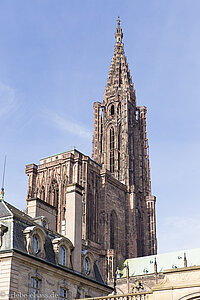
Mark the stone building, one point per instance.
(38, 263)
(167, 276)
(118, 209)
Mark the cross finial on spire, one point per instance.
(118, 33)
(118, 21)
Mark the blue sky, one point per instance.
(54, 61)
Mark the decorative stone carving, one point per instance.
(38, 233)
(3, 228)
(67, 244)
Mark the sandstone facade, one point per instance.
(118, 209)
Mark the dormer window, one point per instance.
(62, 256)
(35, 244)
(112, 110)
(63, 247)
(87, 266)
(35, 240)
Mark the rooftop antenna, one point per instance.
(3, 179)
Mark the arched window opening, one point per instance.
(119, 109)
(62, 255)
(119, 146)
(42, 193)
(53, 193)
(112, 110)
(113, 230)
(112, 150)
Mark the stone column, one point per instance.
(73, 217)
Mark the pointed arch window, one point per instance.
(42, 193)
(112, 110)
(113, 230)
(119, 146)
(112, 150)
(53, 193)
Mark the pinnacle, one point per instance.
(118, 33)
(119, 74)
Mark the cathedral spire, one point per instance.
(118, 33)
(119, 77)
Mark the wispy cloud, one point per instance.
(68, 125)
(179, 233)
(7, 99)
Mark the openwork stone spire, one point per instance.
(119, 75)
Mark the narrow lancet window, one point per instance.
(112, 150)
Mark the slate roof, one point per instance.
(165, 261)
(21, 221)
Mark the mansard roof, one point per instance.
(165, 261)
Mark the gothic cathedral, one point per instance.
(118, 210)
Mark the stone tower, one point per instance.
(120, 145)
(118, 210)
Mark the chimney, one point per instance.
__________________________________________________
[WHAT THE TASK ASKS]
Reproduce word for word the lines of the listing from the one containing "Mark the stone tower, one point per instance." through its final line, including both.

[WRITTEN RESPONSE]
Mark the stone tower, one point per instance.
(120, 145)
(118, 210)
Mark the chimney, one point per instance.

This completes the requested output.